Each line in the entries below that holds the word "bumper" belongs in the answer.

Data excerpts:

※

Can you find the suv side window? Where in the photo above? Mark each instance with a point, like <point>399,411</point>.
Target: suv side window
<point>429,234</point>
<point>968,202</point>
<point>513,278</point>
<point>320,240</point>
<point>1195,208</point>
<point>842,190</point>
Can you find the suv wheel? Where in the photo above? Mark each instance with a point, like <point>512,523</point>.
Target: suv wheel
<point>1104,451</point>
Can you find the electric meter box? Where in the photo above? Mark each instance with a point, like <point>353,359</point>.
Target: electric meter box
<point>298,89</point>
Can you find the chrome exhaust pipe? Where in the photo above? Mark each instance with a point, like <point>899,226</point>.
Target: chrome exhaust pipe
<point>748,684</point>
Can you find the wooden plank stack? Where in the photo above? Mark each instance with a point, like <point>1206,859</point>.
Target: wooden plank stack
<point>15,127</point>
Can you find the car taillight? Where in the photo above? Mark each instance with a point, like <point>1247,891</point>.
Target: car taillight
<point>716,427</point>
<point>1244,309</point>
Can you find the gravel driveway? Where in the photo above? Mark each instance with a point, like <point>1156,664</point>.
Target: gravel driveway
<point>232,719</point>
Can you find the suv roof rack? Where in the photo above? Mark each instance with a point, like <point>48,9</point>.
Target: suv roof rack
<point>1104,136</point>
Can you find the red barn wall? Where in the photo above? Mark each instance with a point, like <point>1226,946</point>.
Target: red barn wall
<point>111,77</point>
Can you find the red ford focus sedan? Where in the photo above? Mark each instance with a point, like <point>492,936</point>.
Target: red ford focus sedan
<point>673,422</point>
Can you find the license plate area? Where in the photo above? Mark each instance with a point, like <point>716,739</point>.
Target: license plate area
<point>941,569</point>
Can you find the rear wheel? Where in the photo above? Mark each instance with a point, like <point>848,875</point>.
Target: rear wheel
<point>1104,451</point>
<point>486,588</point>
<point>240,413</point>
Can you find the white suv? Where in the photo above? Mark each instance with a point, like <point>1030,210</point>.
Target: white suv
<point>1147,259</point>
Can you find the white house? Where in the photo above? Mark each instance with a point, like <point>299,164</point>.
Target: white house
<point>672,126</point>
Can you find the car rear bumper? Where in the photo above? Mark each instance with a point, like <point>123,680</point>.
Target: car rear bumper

※

TASK SOLUTION:
Can you find the car rear bumper? Where in the photo above? Mark each instance with a point, like <point>123,680</point>.
Target: car rear bumper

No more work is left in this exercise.